WHAT TO WORK ON: Report back every line of the entries that contains "crowd", exactly as written.
+++ INFORMATION PROVIDED +++
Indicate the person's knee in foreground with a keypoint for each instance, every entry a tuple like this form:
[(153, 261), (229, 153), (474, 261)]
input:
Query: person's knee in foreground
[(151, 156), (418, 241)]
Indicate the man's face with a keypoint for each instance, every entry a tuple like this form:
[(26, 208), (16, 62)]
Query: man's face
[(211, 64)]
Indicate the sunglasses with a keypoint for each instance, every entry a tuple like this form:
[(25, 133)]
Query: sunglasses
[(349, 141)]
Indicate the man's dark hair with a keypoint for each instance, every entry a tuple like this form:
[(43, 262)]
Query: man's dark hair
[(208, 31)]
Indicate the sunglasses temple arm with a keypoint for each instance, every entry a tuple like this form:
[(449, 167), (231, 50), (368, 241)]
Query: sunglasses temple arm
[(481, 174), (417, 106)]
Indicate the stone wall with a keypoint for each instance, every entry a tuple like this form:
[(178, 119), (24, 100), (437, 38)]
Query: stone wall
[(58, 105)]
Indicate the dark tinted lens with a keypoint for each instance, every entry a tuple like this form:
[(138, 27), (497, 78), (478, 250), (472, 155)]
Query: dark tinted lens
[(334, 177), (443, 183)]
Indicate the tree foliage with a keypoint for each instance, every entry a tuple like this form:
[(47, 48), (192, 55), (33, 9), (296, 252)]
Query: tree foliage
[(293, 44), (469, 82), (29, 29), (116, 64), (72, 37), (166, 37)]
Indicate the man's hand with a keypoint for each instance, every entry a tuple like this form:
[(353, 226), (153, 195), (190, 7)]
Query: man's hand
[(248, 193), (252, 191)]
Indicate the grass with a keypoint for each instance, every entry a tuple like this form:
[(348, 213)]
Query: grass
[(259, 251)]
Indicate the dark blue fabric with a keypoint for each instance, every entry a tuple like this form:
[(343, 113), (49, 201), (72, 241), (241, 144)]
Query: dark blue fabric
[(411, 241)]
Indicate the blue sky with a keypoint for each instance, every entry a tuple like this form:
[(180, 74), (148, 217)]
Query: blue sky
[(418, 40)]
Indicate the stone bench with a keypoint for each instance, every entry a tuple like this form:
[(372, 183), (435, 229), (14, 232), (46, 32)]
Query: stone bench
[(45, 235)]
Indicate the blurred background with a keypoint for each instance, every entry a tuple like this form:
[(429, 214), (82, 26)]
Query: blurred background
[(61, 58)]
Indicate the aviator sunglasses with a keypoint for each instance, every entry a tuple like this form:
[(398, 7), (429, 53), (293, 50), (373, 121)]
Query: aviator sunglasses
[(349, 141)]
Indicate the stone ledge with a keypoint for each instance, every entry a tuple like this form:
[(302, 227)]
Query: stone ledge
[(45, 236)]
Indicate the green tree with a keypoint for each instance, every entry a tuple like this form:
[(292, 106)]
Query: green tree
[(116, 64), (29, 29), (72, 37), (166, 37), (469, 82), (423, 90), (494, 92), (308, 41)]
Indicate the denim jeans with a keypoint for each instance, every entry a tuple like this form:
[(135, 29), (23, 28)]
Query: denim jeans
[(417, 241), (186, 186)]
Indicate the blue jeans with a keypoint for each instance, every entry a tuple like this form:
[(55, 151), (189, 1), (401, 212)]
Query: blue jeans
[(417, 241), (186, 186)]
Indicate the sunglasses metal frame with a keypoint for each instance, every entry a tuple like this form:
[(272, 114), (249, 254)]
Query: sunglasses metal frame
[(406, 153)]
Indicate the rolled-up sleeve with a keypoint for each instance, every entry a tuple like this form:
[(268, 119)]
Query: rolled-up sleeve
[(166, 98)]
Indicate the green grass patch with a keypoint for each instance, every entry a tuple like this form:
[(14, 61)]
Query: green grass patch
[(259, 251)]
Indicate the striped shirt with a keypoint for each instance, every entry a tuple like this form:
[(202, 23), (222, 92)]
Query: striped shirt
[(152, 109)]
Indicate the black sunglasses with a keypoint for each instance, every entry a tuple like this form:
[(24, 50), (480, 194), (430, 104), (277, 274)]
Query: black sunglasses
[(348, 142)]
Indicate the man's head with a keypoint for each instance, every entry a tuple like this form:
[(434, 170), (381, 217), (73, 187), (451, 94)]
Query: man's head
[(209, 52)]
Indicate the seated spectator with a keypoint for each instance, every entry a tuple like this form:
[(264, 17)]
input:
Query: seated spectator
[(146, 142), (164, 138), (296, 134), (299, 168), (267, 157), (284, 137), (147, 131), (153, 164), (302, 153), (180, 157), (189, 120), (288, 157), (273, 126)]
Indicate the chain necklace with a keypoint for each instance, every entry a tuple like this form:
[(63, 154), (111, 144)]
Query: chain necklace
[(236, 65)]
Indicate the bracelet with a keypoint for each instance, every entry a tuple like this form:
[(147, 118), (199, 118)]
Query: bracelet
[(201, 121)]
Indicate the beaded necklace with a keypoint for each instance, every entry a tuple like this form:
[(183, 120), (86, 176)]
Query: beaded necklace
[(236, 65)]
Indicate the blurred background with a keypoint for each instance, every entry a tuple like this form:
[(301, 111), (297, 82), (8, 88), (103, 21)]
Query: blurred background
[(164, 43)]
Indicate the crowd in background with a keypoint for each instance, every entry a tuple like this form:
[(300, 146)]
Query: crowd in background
+++
RESPONSE BELOW:
Indicate the crowd in background with a keypoint for each instance, every entry a tuple like this form:
Query: crowd in background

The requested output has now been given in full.